Render every line of the material below as a JSON list of strings, one string per line, with blank lines omitted. Leave the pictures out of the list.

▸ Material to process
......

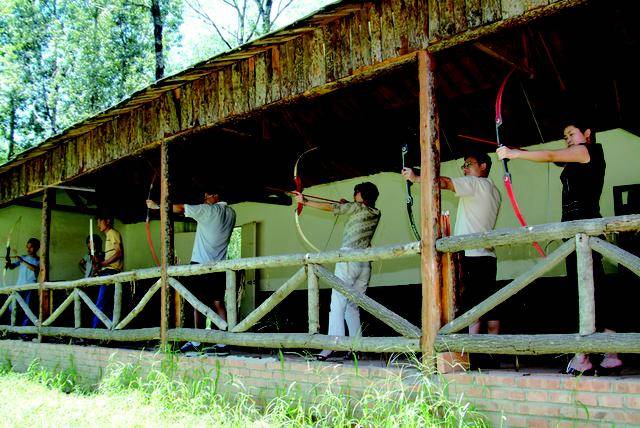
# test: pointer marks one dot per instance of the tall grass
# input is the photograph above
(199, 399)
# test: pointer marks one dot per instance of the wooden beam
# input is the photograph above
(275, 298)
(44, 296)
(430, 207)
(167, 251)
(313, 300)
(137, 335)
(197, 304)
(368, 254)
(586, 290)
(541, 232)
(231, 299)
(298, 340)
(385, 315)
(524, 279)
(616, 254)
(539, 344)
(141, 304)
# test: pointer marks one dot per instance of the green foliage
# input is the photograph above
(172, 396)
(64, 60)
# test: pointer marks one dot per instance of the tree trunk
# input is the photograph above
(156, 16)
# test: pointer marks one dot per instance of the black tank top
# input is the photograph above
(582, 186)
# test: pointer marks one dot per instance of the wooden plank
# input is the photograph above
(141, 304)
(197, 304)
(540, 344)
(459, 15)
(429, 207)
(375, 30)
(586, 290)
(510, 8)
(613, 253)
(368, 254)
(313, 300)
(27, 311)
(77, 310)
(491, 11)
(44, 297)
(541, 232)
(64, 305)
(166, 238)
(473, 11)
(101, 316)
(276, 297)
(137, 335)
(117, 304)
(520, 282)
(316, 69)
(385, 315)
(387, 26)
(435, 30)
(231, 299)
(297, 340)
(6, 304)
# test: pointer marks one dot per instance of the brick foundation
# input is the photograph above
(507, 398)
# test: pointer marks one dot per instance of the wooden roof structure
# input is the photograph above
(344, 79)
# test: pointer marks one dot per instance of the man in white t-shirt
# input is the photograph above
(479, 202)
(216, 221)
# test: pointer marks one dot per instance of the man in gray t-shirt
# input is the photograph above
(216, 221)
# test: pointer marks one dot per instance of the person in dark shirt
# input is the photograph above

......

▸ Answer for this exercise
[
  "# test: pointer marks one dot per instance of the tall grass",
  "# input is the photograph above",
  "(199, 399)",
  "# test: pointer marks one dot per instance of the wooden beam",
  "# input is the photograph above",
  "(275, 298)",
  "(44, 296)",
  "(430, 207)",
  "(167, 251)",
  "(313, 300)",
  "(137, 335)",
  "(197, 304)",
  "(368, 254)",
  "(586, 290)",
  "(541, 232)",
  "(231, 299)",
  "(298, 340)",
  "(385, 315)",
  "(524, 279)",
  "(616, 254)",
  "(539, 344)",
  "(141, 304)",
  "# test: pointer marks one dot per instance of the green foliage",
  "# input is the photograph above",
  "(172, 396)",
  "(64, 60)",
  "# test: pointer marks one dot per instance of the tree trunk",
  "# input is the photograph above",
  "(156, 16)",
  "# test: pointer marks one dot per instance of the black tank top",
  "# input is the photograph above",
  "(582, 186)",
  "# test: pointer marks one dot per instance of the wooden plank",
  "# input is the photograph above",
  "(141, 304)",
  "(197, 304)",
  "(540, 344)",
  "(459, 15)",
  "(429, 207)",
  "(375, 30)",
  "(586, 290)",
  "(510, 8)",
  "(613, 253)",
  "(368, 254)",
  "(313, 300)",
  "(27, 311)",
  "(77, 310)",
  "(491, 11)",
  "(44, 297)",
  "(541, 232)",
  "(64, 305)",
  "(166, 238)",
  "(473, 11)",
  "(101, 316)",
  "(276, 297)",
  "(137, 335)",
  "(117, 304)",
  "(520, 282)",
  "(316, 69)",
  "(385, 315)",
  "(387, 26)",
  "(435, 30)",
  "(231, 299)",
  "(297, 340)",
  "(6, 304)",
  "# test: pointer marks one dot per instance of the brick foundation",
  "# input is the photograph above",
  "(507, 398)",
  "# test: pointer marks one dot per instance of the wooden roof structure",
  "# input is the photograph above",
  "(344, 79)",
  "# test: pointer marks one dot per instance of the man in white t-shirt",
  "# input is the photograph above",
  "(479, 202)",
  "(216, 221)",
  "# test: pointer marks one dot per instance of the man in gray t-shirt",
  "# input is the photograph above",
  "(216, 221)",
  "# test: pointer marks one dot per instance of the person in dark shirt",
  "# input is the photograph above"
]